Required action: Every line in the records below that holds the word "emblem" is to be copied.
#### Records
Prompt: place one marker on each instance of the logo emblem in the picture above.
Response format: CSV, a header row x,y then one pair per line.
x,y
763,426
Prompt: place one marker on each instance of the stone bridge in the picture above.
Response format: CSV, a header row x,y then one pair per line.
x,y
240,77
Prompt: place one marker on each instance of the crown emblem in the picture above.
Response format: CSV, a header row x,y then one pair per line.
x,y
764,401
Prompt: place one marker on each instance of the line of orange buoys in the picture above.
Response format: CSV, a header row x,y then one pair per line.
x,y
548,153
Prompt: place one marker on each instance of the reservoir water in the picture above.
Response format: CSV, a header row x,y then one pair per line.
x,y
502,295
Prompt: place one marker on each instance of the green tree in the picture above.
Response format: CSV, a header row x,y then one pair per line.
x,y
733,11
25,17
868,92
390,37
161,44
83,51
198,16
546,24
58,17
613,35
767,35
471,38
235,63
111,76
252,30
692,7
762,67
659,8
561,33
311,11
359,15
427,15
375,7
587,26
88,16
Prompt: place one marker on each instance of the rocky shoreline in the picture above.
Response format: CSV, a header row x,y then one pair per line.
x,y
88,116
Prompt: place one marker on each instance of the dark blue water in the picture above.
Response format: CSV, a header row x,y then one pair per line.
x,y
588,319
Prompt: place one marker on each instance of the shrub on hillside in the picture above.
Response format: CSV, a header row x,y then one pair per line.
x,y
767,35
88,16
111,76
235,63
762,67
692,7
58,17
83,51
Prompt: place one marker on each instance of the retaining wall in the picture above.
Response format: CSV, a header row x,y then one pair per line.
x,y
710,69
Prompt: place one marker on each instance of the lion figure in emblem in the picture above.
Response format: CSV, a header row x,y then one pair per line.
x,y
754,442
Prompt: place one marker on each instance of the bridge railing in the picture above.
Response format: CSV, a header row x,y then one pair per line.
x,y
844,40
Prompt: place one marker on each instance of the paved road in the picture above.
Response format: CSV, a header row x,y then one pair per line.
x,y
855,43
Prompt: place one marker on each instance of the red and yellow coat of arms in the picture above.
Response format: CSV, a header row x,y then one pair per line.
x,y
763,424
########
#### Records
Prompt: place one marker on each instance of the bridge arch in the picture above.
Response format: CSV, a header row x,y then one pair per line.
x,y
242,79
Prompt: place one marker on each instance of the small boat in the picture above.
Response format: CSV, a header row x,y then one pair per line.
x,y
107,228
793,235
########
Solution for this exercise:
Prompt: place one marker on each instance of the logo emblem in the picture above.
Prompt: place one marker on each instance of the crown emblem in the picture above.
Prompt: place one marker on each instance of the lion figure in emblem in the picture above.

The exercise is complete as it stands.